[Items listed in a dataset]
--- Begin ---

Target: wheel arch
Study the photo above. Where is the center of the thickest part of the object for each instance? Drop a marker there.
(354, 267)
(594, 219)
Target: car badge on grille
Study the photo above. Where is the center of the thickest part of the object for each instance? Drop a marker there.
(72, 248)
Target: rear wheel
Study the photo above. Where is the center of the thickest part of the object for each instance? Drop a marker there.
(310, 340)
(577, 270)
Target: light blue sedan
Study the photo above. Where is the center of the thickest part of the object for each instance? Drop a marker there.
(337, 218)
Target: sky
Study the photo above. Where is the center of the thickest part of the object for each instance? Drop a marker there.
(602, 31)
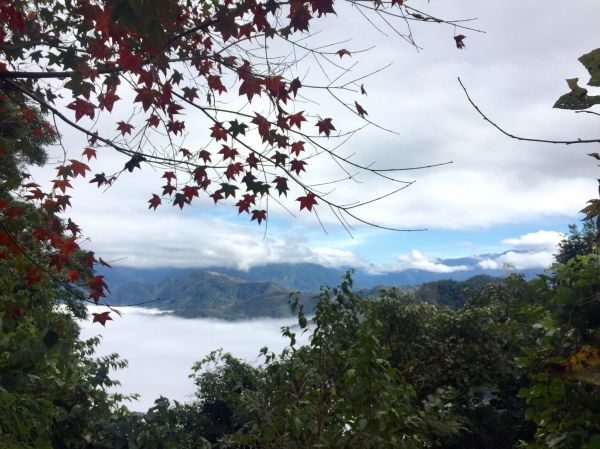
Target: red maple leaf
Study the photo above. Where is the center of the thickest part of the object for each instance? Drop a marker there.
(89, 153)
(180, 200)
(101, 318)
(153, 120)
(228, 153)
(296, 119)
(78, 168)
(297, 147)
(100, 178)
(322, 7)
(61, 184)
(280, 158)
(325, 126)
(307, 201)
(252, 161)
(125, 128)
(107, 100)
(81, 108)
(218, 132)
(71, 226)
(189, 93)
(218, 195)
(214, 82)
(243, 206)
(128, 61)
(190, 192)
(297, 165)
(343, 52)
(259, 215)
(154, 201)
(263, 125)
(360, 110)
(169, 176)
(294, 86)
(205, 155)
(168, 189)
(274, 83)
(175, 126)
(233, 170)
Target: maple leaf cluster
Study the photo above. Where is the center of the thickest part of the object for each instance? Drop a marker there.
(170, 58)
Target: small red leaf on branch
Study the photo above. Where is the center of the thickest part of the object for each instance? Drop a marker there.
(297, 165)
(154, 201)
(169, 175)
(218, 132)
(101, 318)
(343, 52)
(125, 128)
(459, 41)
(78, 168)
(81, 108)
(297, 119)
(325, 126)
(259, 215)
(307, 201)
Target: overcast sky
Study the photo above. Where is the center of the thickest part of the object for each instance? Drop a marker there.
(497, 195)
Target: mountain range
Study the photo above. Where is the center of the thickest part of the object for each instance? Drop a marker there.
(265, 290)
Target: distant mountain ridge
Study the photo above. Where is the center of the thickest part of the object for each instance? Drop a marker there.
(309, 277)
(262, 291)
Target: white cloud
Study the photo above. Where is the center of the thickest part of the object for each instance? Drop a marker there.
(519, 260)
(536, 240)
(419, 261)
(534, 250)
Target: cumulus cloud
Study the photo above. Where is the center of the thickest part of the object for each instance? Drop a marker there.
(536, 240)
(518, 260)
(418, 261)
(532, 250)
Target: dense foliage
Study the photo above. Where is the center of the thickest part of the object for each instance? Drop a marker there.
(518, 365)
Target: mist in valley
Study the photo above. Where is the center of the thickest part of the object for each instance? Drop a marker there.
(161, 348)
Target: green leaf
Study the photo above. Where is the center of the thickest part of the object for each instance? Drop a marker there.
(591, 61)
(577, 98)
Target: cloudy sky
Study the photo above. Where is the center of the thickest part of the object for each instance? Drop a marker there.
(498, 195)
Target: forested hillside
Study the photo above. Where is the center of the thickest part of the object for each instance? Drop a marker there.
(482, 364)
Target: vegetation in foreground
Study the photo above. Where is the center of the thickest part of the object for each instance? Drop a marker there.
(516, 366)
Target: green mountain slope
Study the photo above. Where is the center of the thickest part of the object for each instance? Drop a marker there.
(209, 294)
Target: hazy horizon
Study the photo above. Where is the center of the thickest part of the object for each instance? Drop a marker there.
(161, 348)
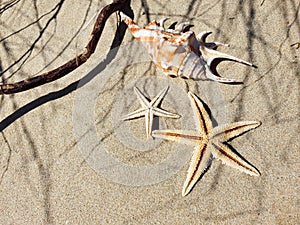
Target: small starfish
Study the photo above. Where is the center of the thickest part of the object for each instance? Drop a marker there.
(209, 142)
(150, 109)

--- End ---
--- Begin ---

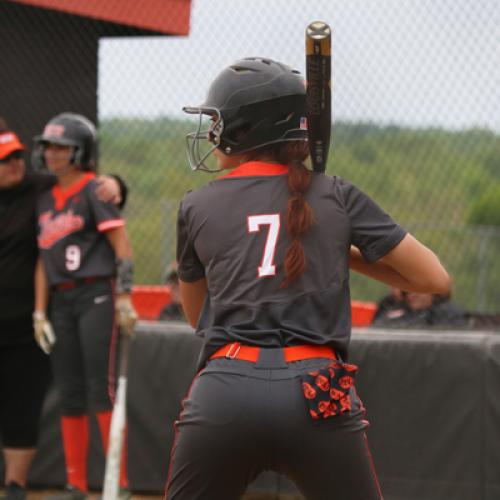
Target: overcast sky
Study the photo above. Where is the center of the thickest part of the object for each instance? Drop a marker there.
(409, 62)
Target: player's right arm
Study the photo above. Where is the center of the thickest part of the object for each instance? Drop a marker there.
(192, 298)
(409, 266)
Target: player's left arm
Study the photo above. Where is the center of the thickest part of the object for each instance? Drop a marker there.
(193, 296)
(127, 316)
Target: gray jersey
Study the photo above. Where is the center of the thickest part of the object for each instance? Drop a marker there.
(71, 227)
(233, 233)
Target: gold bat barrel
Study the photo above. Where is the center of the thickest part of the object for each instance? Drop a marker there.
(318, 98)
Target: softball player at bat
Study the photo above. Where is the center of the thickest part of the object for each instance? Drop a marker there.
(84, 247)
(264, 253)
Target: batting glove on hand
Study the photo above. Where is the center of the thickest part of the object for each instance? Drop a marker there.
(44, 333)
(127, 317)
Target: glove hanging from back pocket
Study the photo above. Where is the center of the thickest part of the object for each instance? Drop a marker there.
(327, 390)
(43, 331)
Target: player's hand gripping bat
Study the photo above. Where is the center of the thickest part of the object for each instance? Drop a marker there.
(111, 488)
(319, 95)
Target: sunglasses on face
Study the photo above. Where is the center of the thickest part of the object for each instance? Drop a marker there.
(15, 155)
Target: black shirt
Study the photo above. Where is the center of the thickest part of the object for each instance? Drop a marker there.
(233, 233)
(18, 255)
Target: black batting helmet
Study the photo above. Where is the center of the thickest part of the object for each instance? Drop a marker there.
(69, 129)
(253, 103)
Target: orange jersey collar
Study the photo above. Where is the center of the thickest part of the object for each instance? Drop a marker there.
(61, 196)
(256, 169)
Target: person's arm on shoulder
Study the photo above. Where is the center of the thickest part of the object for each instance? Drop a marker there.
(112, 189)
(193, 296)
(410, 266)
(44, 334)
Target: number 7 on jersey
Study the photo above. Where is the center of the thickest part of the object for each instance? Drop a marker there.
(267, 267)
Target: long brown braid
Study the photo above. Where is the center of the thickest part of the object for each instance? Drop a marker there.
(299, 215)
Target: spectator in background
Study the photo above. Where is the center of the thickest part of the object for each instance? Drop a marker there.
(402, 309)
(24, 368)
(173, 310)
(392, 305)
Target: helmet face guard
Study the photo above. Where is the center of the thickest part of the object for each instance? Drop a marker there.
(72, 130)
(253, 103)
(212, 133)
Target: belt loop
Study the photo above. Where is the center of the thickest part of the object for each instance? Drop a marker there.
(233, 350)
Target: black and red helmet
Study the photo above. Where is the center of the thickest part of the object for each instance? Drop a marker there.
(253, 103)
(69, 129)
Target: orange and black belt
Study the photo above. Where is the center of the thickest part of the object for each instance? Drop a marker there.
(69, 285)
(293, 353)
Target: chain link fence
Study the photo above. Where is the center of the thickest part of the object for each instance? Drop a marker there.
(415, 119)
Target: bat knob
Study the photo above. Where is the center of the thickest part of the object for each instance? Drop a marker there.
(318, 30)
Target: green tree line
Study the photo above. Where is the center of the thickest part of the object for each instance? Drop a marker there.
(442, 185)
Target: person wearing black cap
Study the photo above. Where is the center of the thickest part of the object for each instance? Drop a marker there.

--- End ---
--- Begin ---

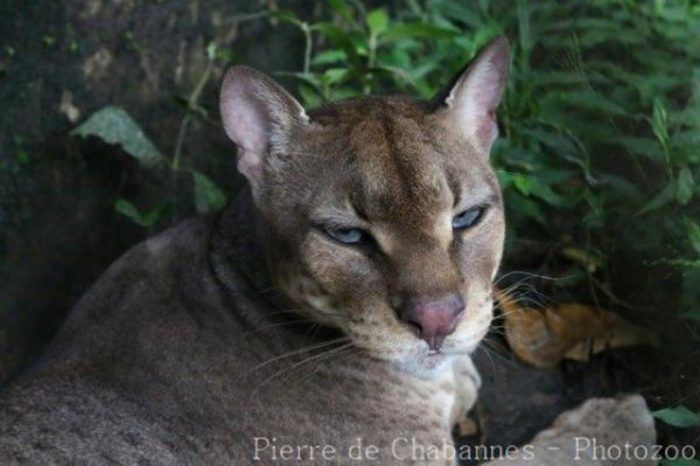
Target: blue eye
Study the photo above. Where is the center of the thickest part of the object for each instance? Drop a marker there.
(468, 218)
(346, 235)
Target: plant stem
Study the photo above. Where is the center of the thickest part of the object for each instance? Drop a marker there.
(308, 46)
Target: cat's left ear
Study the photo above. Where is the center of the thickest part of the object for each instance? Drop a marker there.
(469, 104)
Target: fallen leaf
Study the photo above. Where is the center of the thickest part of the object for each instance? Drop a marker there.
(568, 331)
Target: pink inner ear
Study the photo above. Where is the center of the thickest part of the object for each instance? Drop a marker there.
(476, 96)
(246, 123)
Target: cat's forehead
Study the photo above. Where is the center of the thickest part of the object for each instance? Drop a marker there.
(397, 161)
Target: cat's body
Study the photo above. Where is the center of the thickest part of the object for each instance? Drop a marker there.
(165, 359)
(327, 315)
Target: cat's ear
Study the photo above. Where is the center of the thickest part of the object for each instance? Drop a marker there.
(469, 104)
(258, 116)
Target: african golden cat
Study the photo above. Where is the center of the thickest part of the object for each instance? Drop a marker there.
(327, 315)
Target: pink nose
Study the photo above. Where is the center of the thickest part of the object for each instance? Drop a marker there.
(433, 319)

--- End ---

### EXERCISE INSTRUCTIONS
Tally the lines of the material above that contain the string "black" and give only that number. Case counts.

### WRITTEN SOLUTION
5